▶ Prompt
Rewrite the records below, swapping every "instance" for "object" and leaving the rest unchanged.

▶ Given records
--------------------------------------------------
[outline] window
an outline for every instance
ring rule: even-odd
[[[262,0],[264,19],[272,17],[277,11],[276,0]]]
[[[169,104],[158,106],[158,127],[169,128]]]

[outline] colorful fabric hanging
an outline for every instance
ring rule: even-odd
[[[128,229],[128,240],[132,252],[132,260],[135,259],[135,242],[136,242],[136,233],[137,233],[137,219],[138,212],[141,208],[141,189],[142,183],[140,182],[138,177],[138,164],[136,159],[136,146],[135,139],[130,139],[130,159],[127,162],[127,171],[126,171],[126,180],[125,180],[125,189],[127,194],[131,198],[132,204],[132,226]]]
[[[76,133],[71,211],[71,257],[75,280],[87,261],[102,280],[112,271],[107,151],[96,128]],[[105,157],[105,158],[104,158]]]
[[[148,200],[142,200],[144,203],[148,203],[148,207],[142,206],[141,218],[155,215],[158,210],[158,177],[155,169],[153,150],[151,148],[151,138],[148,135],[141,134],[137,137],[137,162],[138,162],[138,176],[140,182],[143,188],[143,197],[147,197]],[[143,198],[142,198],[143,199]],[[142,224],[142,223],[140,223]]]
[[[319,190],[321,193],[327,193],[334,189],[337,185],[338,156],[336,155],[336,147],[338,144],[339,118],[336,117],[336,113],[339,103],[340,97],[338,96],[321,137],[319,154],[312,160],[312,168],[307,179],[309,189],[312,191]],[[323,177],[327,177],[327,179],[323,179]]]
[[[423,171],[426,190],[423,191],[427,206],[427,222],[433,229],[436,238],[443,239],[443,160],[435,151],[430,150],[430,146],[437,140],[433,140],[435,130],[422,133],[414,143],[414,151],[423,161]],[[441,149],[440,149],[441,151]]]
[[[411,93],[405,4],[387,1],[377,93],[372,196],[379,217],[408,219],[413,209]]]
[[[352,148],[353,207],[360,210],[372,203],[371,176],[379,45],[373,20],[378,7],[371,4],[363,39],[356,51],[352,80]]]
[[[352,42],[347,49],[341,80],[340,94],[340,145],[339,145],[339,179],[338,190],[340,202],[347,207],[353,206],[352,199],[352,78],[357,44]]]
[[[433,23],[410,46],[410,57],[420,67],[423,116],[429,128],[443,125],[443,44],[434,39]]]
--------------------------------------------------
▶ Solution to this exercise
[outline] window
an outline for every object
ring rule: even-odd
[[[262,0],[264,19],[272,17],[277,11],[276,0]]]
[[[169,104],[158,106],[158,127],[169,128]]]

[outline] colorful fabric hanging
an outline for every object
ring rule: even-odd
[[[128,229],[128,240],[132,252],[132,260],[135,259],[135,242],[136,242],[136,233],[137,233],[137,219],[138,212],[141,208],[141,189],[142,183],[140,182],[138,177],[138,164],[136,159],[136,146],[135,139],[130,139],[130,159],[127,162],[127,171],[126,171],[126,180],[125,180],[125,189],[127,194],[131,198],[132,204],[132,226]]]
[[[76,133],[71,211],[71,257],[75,280],[87,261],[102,280],[112,271],[107,151],[96,128]],[[105,157],[105,158],[104,158]]]
[[[148,200],[142,200],[144,203],[148,203],[148,207],[142,206],[141,218],[155,215],[158,210],[158,177],[155,169],[153,150],[151,148],[151,138],[148,135],[141,134],[137,137],[137,162],[138,162],[138,176],[140,182],[143,188],[143,197],[147,197]],[[143,198],[142,198],[143,199]],[[142,224],[142,223],[140,223]]]
[[[319,190],[321,193],[327,193],[334,189],[337,185],[338,156],[336,155],[336,147],[338,144],[339,118],[336,117],[336,113],[339,103],[340,97],[338,96],[321,137],[319,154],[312,160],[312,168],[307,179],[309,189],[312,191]],[[323,177],[327,177],[327,179],[323,179]]]
[[[423,171],[426,190],[423,191],[427,206],[427,222],[433,229],[436,238],[443,239],[443,160],[435,151],[430,150],[430,146],[437,140],[433,140],[435,130],[422,133],[414,143],[414,151],[423,161]],[[441,149],[440,149],[441,151]]]
[[[411,93],[405,4],[387,1],[377,93],[372,196],[379,217],[408,219],[413,209]]]
[[[352,148],[353,207],[360,210],[372,203],[371,176],[379,45],[373,20],[378,7],[371,4],[363,39],[356,51],[352,80]]]
[[[352,42],[347,49],[341,80],[340,94],[340,145],[339,145],[339,179],[338,190],[340,202],[347,207],[353,206],[352,199],[352,78],[357,44]]]
[[[433,23],[410,46],[410,57],[420,67],[423,116],[429,128],[443,125],[443,44],[434,39]]]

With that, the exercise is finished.